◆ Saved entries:
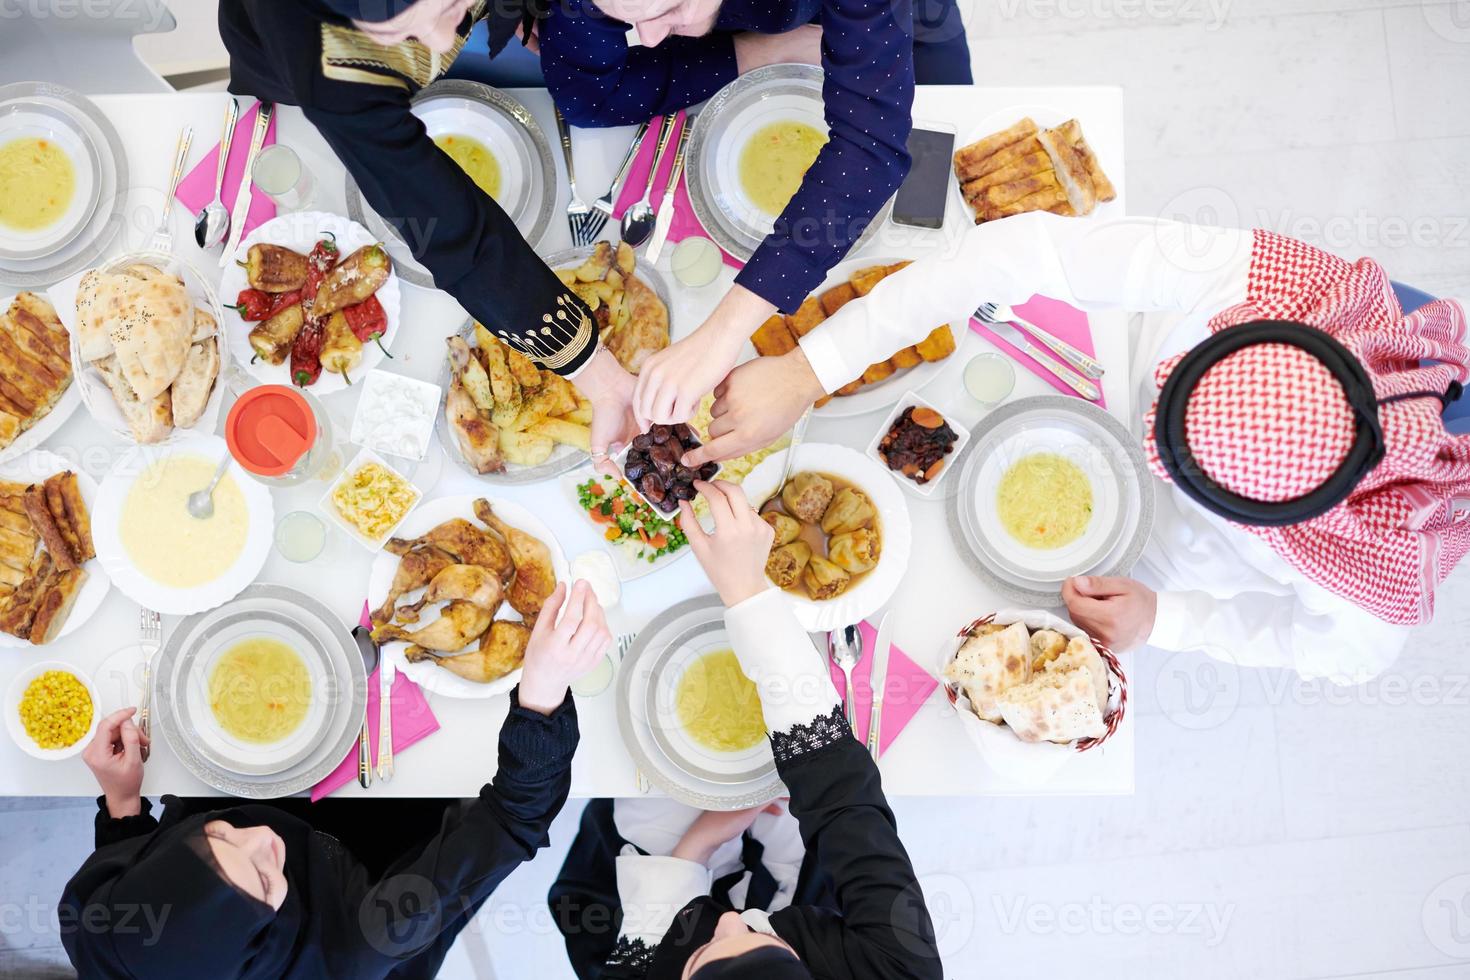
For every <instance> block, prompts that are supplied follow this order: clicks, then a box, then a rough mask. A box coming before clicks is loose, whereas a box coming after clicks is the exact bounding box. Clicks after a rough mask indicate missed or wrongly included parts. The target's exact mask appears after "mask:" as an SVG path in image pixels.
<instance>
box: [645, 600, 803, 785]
mask: <svg viewBox="0 0 1470 980" xmlns="http://www.w3.org/2000/svg"><path fill="white" fill-rule="evenodd" d="M729 645H731V644H729V638H728V636H726V635H725V607H723V605H722V604H720V599H719V597H716V595H701V597H698V598H692V599H685V601H684V602H679V604H678V605H673V607H670V608H667V610H664V611H663V613H660V614H659V616H657V617H656V619H654V620H653V621H651V623H650V624H648V626H647V627H645V629H644V630H642V632H641V633H639V635H638V639H637V641H635V642H634V646H632V649H629V651H628V657H625V658H623V663H622V666H619V669H617V674H619V676H617V729H619V732H622V736H623V743H625V745H626V746H628V752H629V754H631V755H632V757H634V761H635V763H637V764H638V770H639V771H641V773H642V774H644V776H645V777H647V779H648V780H650V782H651V783H653V785H654V786H657V788H659V789H661V790H663V792H666V793H667V795H669V796H672V798H675V799H678V801H679V802H684V804H688V805H691V807H698V808H700V810H744V808H745V807H759V805H761V804H767V802H770V801H772V799H775V798H778V796H781V795H782V793H785V786H784V785H782V782H781V777H779V776H778V774H776V764H775V760H773V758H772V755H770V742H769V741H766V739H763V741H761V742H760V743H759V745H756V746H754V748H751V749H747V751H744V752H713V751H710V749H707V748H703V746H698V745H695V743H694V742H692V741H691V739H689V738H688V736H686V735H684V733H682V730H679V724H678V713H676V710H673V692H675V691H676V689H678V682H679V676H681V673H682V670H684V669H685V667H686V666H688V664H689V663H691V661H692V660H694V658H697V657H700V655H704V654H707V652H713V651H716V649H729Z"/></svg>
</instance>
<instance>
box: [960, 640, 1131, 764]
mask: <svg viewBox="0 0 1470 980" xmlns="http://www.w3.org/2000/svg"><path fill="white" fill-rule="evenodd" d="M944 676H945V680H948V682H950V683H951V685H954V686H957V688H960V689H961V691H963V692H964V696H966V698H967V699H969V701H970V710H972V711H975V714H976V717H979V718H980V720H983V721H991V723H994V724H1005V726H1008V727H1010V729H1011V732H1014V733H1016V738H1019V739H1020V741H1023V742H1044V741H1045V742H1072V741H1076V739H1095V738H1101V736H1103V735H1104V733H1105V732H1107V724H1105V723H1104V714H1105V711H1107V702H1108V671H1107V664H1105V663H1104V661H1103V655H1101V654H1098V651H1097V648H1095V646H1094V645H1092V642H1091V641H1089V639H1088V638H1086V636H1073V638H1072V639H1067V638H1066V636H1063V635H1061V633H1058V632H1055V630H1050V629H1039V630H1035V632H1032V630H1029V629H1028V627H1026V624H1025V623H1011V624H1010V626H1001V624H998V623H986V624H983V626H979V627H976V629H975V630H973V632H972V635H970V636H967V638H966V641H964V644H963V645H961V646H960V649H958V652H957V654H956V655H954V660H951V661H950V664H948V666H947V667H945V669H944Z"/></svg>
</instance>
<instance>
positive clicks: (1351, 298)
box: [1145, 229, 1470, 623]
mask: <svg viewBox="0 0 1470 980" xmlns="http://www.w3.org/2000/svg"><path fill="white" fill-rule="evenodd" d="M1251 320H1295V322H1299V323H1307V325H1310V326H1316V328H1317V329H1320V331H1323V332H1326V334H1329V335H1332V336H1333V338H1335V339H1336V341H1338V342H1341V344H1342V345H1344V347H1347V348H1348V350H1349V351H1351V353H1352V354H1354V357H1357V359H1358V360H1360V361H1361V363H1363V366H1364V369H1367V372H1369V376H1370V378H1372V381H1373V391H1374V395H1376V397H1377V400H1379V403H1380V404H1379V422H1380V425H1382V429H1383V444H1385V455H1383V460H1382V461H1380V463H1379V464H1377V466H1376V467H1374V469H1373V470H1372V472H1369V473H1367V475H1366V476H1364V478H1363V479H1361V480H1360V482H1358V485H1357V488H1355V489H1354V491H1352V492H1351V494H1349V495H1348V498H1347V500H1345V501H1342V502H1341V504H1338V505H1336V507H1333V508H1332V510H1329V511H1326V513H1324V514H1322V516H1319V517H1313V519H1310V520H1305V522H1302V523H1298V525H1291V526H1283V527H1263V526H1248V525H1242V527H1245V529H1247V530H1250V532H1252V533H1255V535H1260V536H1261V538H1264V539H1266V541H1267V542H1270V545H1272V548H1274V550H1276V551H1277V552H1279V554H1280V555H1282V557H1283V558H1286V561H1289V563H1291V564H1292V567H1295V569H1297V570H1298V572H1301V573H1302V574H1304V576H1307V577H1308V579H1311V580H1313V582H1316V583H1317V585H1320V586H1323V588H1326V589H1330V591H1332V592H1335V594H1338V595H1342V597H1344V598H1347V599H1349V601H1352V602H1354V604H1357V605H1360V607H1363V608H1364V610H1367V611H1370V613H1373V614H1374V616H1377V617H1380V619H1383V620H1386V621H1391V623H1421V621H1427V620H1429V619H1430V617H1432V616H1433V605H1435V588H1436V586H1438V585H1439V583H1441V582H1442V580H1444V579H1445V576H1446V574H1449V572H1451V569H1454V567H1455V563H1458V561H1460V558H1463V557H1464V555H1466V552H1470V435H1452V433H1448V432H1445V426H1444V420H1442V417H1441V410H1442V404H1441V401H1439V400H1438V398H1433V397H1421V398H1405V400H1402V401H1388V400H1392V398H1394V397H1395V395H1404V394H1410V392H1445V391H1448V389H1449V386H1451V382H1455V381H1458V382H1461V383H1464V382H1466V381H1467V379H1470V348H1467V345H1466V339H1467V338H1466V332H1467V326H1466V311H1464V309H1463V307H1461V306H1460V304H1458V303H1457V301H1452V300H1436V301H1435V303H1430V304H1427V306H1424V307H1421V309H1419V310H1416V311H1414V313H1411V314H1408V316H1404V311H1402V309H1401V307H1399V304H1398V298H1397V297H1395V295H1394V289H1392V285H1391V284H1389V279H1388V275H1386V273H1385V272H1383V269H1382V267H1380V266H1379V264H1377V263H1374V262H1370V260H1367V259H1360V260H1358V262H1347V260H1344V259H1339V257H1336V256H1332V254H1329V253H1326V251H1322V250H1320V248H1314V247H1311V245H1307V244H1304V242H1299V241H1295V239H1291V238H1285V237H1282V235H1277V234H1274V232H1269V231H1261V229H1257V231H1255V235H1254V242H1252V248H1251V272H1250V279H1248V284H1247V295H1245V301H1244V303H1241V304H1238V306H1233V307H1229V309H1226V310H1222V311H1220V313H1217V314H1216V316H1214V317H1213V319H1211V320H1210V332H1211V334H1214V332H1217V331H1222V329H1226V328H1229V326H1235V325H1239V323H1247V322H1251ZM1180 357H1183V356H1182V354H1180V356H1179V357H1173V359H1169V360H1166V361H1163V363H1161V364H1160V366H1158V369H1157V370H1155V381H1157V382H1158V385H1160V386H1163V383H1164V379H1166V378H1167V376H1169V373H1170V372H1172V370H1173V369H1175V366H1176V364H1177V363H1179V360H1180ZM1426 361H1438V363H1433V364H1429V363H1426ZM1467 397H1470V395H1467ZM1385 403H1386V404H1385ZM1145 429H1147V441H1145V451H1147V453H1148V457H1150V463H1151V464H1152V469H1154V472H1155V473H1157V475H1158V476H1160V478H1163V479H1166V480H1167V479H1169V476H1167V473H1166V470H1164V467H1163V463H1161V461H1160V458H1158V447H1157V444H1155V441H1154V411H1150V413H1148V417H1147V420H1145ZM1354 432H1355V416H1354V411H1352V408H1351V406H1349V404H1348V400H1347V394H1345V392H1344V389H1342V385H1341V383H1339V382H1338V379H1336V378H1335V376H1333V375H1332V372H1330V370H1327V369H1326V367H1324V366H1323V364H1322V363H1320V361H1319V360H1317V359H1316V357H1314V356H1311V354H1310V353H1307V351H1304V350H1301V348H1297V347H1292V345H1289V344H1258V345H1254V347H1247V348H1242V350H1239V351H1235V353H1233V354H1229V356H1226V357H1225V359H1223V360H1220V361H1219V363H1217V364H1216V366H1214V367H1211V369H1210V370H1207V372H1205V373H1204V376H1202V378H1201V379H1200V383H1198V385H1197V386H1195V388H1194V391H1192V392H1189V403H1188V407H1186V410H1185V438H1186V441H1188V444H1189V451H1191V454H1192V455H1194V458H1195V461H1197V463H1198V464H1200V467H1201V469H1202V470H1204V472H1205V473H1207V475H1208V476H1210V478H1211V479H1213V480H1216V482H1217V483H1219V485H1222V486H1223V488H1226V489H1229V491H1232V492H1235V494H1239V495H1241V497H1248V498H1251V500H1258V501H1267V502H1279V501H1285V500H1294V498H1298V497H1302V495H1304V494H1307V492H1310V491H1313V489H1316V488H1317V486H1320V485H1322V483H1323V482H1324V480H1326V479H1327V476H1330V475H1332V473H1333V472H1335V470H1336V469H1338V466H1339V464H1341V463H1342V461H1344V457H1345V455H1347V453H1348V448H1349V447H1351V445H1352V439H1354Z"/></svg>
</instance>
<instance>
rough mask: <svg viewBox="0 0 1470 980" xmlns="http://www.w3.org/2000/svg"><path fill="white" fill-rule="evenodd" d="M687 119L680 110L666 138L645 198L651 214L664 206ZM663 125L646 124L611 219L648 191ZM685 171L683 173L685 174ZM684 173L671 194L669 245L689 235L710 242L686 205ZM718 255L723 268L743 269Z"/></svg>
mask: <svg viewBox="0 0 1470 980" xmlns="http://www.w3.org/2000/svg"><path fill="white" fill-rule="evenodd" d="M685 122H686V118H685V115H684V110H679V120H678V122H676V123H675V126H673V132H670V134H669V150H667V151H666V153H664V154H663V166H661V167H659V173H657V175H654V182H653V192H651V194H650V195H648V201H650V203H651V204H653V210H654V213H657V212H659V209H660V207H661V206H663V188H664V185H666V184H667V181H669V170H672V169H673V156H675V151H678V148H679V137H681V135H682V132H684V125H685ZM661 125H663V118H659V119H654V120H653V122H650V123H648V132H647V134H645V135H644V141H642V145H641V147H639V148H638V154H637V156H635V157H634V165H632V169H629V170H628V181H626V182H625V184H623V190H622V192H620V194H619V195H617V201H616V203H614V204H613V216H614V217H622V216H623V212H626V210H628V209H629V207H632V206H634V204H637V203H638V200H639V198H642V192H644V188H645V187H648V170H650V169H653V157H654V153H656V151H657V150H659V128H660V126H661ZM685 165H688V154H685ZM686 172H688V169H685V173H686ZM685 173H681V175H679V187H676V188H675V191H673V223H670V225H669V241H670V242H676V241H684V239H685V238H689V237H691V235H700V237H703V238H709V237H710V235H709V232H707V231H704V225H701V223H700V219H698V217H695V216H694V206H692V204H691V203H689V187H688V184H686V182H685ZM720 254H722V256H723V257H725V264H728V266H732V267H735V269H744V267H745V263H744V262H741V260H739V259H735V257H734V256H731V254H729V253H726V251H725V250H723V248H722V250H720Z"/></svg>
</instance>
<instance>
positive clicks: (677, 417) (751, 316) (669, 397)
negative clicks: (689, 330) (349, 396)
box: [634, 287, 776, 430]
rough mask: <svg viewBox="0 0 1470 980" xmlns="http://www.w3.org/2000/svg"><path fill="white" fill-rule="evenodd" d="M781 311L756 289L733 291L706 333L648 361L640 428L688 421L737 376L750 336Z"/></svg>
mask: <svg viewBox="0 0 1470 980" xmlns="http://www.w3.org/2000/svg"><path fill="white" fill-rule="evenodd" d="M775 310H776V307H773V306H770V304H769V303H766V301H764V300H761V298H760V297H759V295H756V294H754V292H751V291H750V289H745V288H744V287H732V288H731V291H729V292H726V294H725V298H723V300H720V304H719V306H717V307H714V311H713V313H711V314H710V319H707V320H706V322H704V323H701V325H700V329H697V331H695V332H694V334H691V335H689V336H685V338H684V339H682V341H679V342H676V344H670V345H669V347H666V348H664V350H661V351H659V353H657V354H653V356H651V357H650V359H648V360H645V361H644V366H642V369H641V370H639V372H638V386H637V391H635V392H634V416H635V417H637V419H638V428H639V429H641V430H645V429H648V426H650V425H653V423H656V422H660V423H663V425H673V423H676V422H688V420H689V417H691V416H694V413H695V411H697V410H698V407H700V400H701V398H704V395H707V394H709V392H711V391H714V385H717V383H720V382H722V381H725V376H726V375H729V373H731V367H734V366H735V360H736V359H738V357H739V351H741V347H744V345H745V341H747V338H750V335H751V334H753V332H754V329H756V328H757V326H760V323H761V320H764V319H766V317H767V316H770V314H772V313H775Z"/></svg>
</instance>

◆ Work instruction: Some of the data mentions "positive". Copy every line where it does.

◆ Exercise response:
positive clicks: (1351, 298)
positive clicks: (677, 417) (751, 316) (669, 397)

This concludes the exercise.